TRECHO FORNECIDO:
★ ★ ★ ★

Foundation: Qual o Segredo de Hari Seldon?
A terceira temporada de Foundation traz um lado sombrio do criador da psicohistória.
Tudo pode acontecer na terceira temporada de Foundation, mas o que mais pode causar impacto é o plano de Hari Seldon, ou o novo plano depois do surgimento do Mulo. Haverá sacrifícios inesperados?
Paulo Bocca Nunes
A série Fundação, da Apple TV+, tem oferecido aos fãs de ficção científica não apenas uma adaptação ambiciosa da obra de Asimov, mas também uma série de reinterpretações ousadas sobre personagens, eventos e conceitos fundamentais. Entre eles, nenhum é tão intrigante quanto o próprio Hari Seldon. Afinal, ele está realmente vivo? Ou é outra coisa?
A resposta não é simples — e talvez esse seja justamente o ponto. A “volta” de Seldon à carne e osso, sua relação com a enigmática Kalle, as crises anunciadas e o mistério em torno da nave Invictus indicam que estamos diante de um novo patamar narrativo. A pergunta essencial já não é apenas quem é Hari Seldon, mas o que ele ainda está escondendo — e por quê.
A MORTE E O RESSURGIMENTO
Na primeira temporada, Hari Seldon é assassinado a bordo da nave Deliverance enquanto ruma para Terminus. O autor do crime é Raych Foss, seu filho adotivo, em um ato previamente planejado como parte de uma complexa estratégia para garantir o sucesso da Fundação. Seu corpo é lançado ao espaço e, mais tarde, sua consciência integra o misterioso Vault (Cofre) em Terminus. Cópias digitais de Hari passam a habitar tanto o Primeiro Radiante quanto o Vault, servindo como guias virtuais do plano psicohistórico.
Uma dessas cópias é acessada por Gaal Dornick. Após testemunhar a morte de Seldon, Raych coloca Gaal em uma cápsula de criogenia e a lança ao espaço. Antes disso, entrega a ela a mesma arma usada no assassinato. Após mais de trinta anos em deriva, Gaal é resgatada por uma nave automatizada. Usando o punhal, ela consegue abrir a entrada da nave e lá encontra uma versão digital de Hari Seldon, que demonstra surpresa ao vê-la — esperava por Raych.
Os diálogos entre os dois são intensos. Gaal percebe que o plano de Seldon carrega mais mistérios do que aparentava: não se trata apenas de cálculos e previsões, mas de camadas ocultas e decisões não reveladas. Frustrada pela falta de respostas, ela decide se afastar de Seldon e retoma a mesma cápsula criogênica, viajando para seu planeta natal, Synnax. Ao chegar — mais de 150 anos depois —, encontra Salvor Hardin, que traz consigo o Primeiro Radiante. Ao perceberem que os rumos da psicohistória estão se desviando do plano original, as duas decidem intervir para tentar restaurar o equilíbrio.

★ ★ ★ ★

MATERIAL COLETADO:
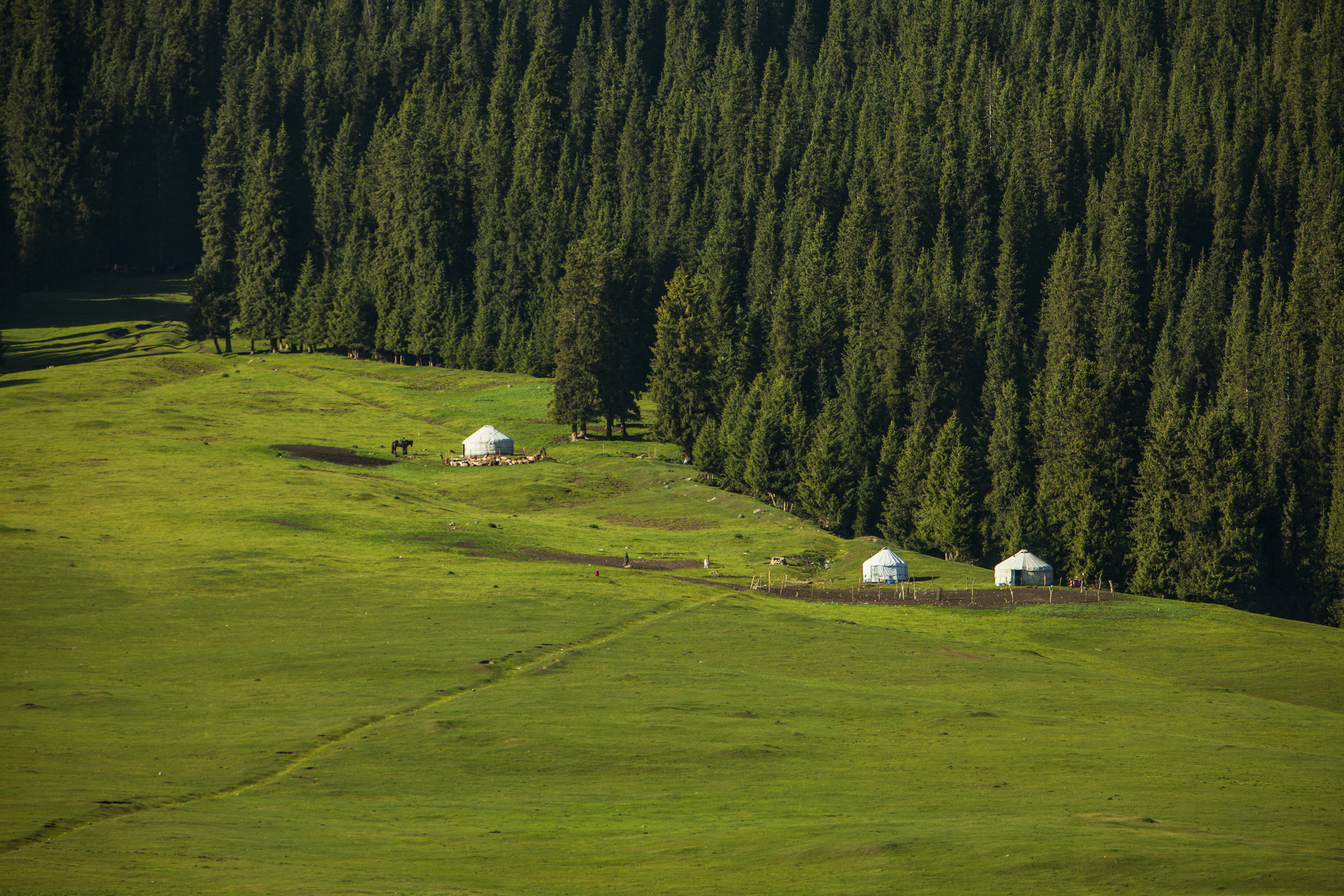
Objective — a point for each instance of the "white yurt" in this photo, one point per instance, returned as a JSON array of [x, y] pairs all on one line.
[[1025, 569], [487, 441], [885, 566]]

★ ★ ★ ★

TRABALHO SOLICITADO:
1. No texto sobre Hari Seldon, quem o assassina a bordo da nave Deliverance?
2. Escreva a continuação do texto sobre Hari Seldon a partir da última frase.

LISTA DE RESPOSTAS:
1. Raych Foss, seu filho adotivo.

2.
A reviravolta ocorre na segunda temporada. Gaal, Salvor e Seldon vão até o planeta abandonado Oona, onde a consciência digital de Hari é conduzida por Kalle até uma caverna. Lá, algo extraordinário acontece. Ao sair, Hari está novamente em um corpo físico. Ele próprio não entende como isso foi possível, mas a presença de Kalle — uma entidade que desafia qualquer definição convencional — sugere o uso de uma tecnologia muito além da compreensão humana.
O MISTÉRIO QUE ENVOLVE SELDON
No final da segunda temporada, Seldon e Dornick foram colocados em sono criogênico para acordarem a cada ano e, dessa forma, passarem algumas semanas acordados ensinando os habitantes de Ignis sobre psicohistória e usar os seus poderes mentais para enfrentarem no futuro O Mulo. Esse último baseado nos sonhos de Dornick.
No primeiro episódio da terceira temporada mostra os dois acordando um ano depois e constatam, com o uso do Primeiro Radiante, que o rumo traçado pela psicohistória está fora de curso. O Mulo surgirá dali a cinquenta anos, mas o tempo é curto para restabelecer o curso da psicohistória.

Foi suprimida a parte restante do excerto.